(영역 표시 데이터 발췌)
-=-=-=-=-
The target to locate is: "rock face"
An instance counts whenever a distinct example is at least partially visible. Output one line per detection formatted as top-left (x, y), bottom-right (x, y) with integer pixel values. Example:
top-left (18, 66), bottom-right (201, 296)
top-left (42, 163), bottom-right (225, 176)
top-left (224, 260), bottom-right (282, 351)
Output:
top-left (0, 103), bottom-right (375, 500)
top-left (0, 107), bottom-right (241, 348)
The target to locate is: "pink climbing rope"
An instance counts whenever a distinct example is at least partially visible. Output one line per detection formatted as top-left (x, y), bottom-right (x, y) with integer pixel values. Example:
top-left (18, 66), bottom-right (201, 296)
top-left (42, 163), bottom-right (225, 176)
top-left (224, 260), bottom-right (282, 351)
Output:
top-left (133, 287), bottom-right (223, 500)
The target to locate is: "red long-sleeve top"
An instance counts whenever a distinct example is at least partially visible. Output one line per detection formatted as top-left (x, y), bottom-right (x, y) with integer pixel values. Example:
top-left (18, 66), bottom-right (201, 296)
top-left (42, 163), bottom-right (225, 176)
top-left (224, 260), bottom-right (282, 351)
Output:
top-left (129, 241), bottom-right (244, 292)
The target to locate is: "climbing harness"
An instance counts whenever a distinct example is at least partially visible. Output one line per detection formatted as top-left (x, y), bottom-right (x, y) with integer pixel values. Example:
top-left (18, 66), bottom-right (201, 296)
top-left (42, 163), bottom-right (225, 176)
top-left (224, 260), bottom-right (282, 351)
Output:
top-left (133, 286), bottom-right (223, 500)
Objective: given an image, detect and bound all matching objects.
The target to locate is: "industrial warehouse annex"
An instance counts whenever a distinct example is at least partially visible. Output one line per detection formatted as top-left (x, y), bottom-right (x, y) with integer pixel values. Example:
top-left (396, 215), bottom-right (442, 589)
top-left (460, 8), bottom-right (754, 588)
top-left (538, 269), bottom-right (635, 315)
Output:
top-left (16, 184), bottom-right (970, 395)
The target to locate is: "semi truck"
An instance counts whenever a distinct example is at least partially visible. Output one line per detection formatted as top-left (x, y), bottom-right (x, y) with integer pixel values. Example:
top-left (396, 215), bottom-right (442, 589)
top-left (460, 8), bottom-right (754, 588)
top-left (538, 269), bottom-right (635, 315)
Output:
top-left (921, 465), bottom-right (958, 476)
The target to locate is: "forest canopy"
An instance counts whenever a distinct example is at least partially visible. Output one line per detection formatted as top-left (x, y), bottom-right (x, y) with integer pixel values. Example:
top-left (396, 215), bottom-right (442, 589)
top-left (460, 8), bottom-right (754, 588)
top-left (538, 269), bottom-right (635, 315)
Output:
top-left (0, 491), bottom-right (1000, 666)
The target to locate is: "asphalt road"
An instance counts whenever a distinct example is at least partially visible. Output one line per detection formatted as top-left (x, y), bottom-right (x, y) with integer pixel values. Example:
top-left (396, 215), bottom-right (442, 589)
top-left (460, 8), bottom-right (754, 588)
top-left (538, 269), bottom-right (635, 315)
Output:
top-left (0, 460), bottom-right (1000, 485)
-=-=-=-=-
__과제 내용__: 위의 행에서 맨 첫 줄부터 "top-left (0, 107), bottom-right (241, 348)"가 들어 있는 줄까지, 양 끝 줄을 포함해 모든 줄을 빠짐없이 다시 적으세요. 답으로 나온 좌표 숫자에만 2를 곱하고 정수로 반올림하되, 0.5는 올리세요.

__과제 결과__:
The target to locate is: "rock face"
An instance counts whenever a distinct example is at least partially visible. Output one line per detection formatted as top-left (x, y), bottom-right (x, y) with integer pixel values. Example:
top-left (18, 66), bottom-right (201, 296)
top-left (42, 163), bottom-right (225, 176)
top-left (224, 260), bottom-right (282, 351)
Output:
top-left (0, 206), bottom-right (750, 1000)
top-left (0, 214), bottom-right (482, 696)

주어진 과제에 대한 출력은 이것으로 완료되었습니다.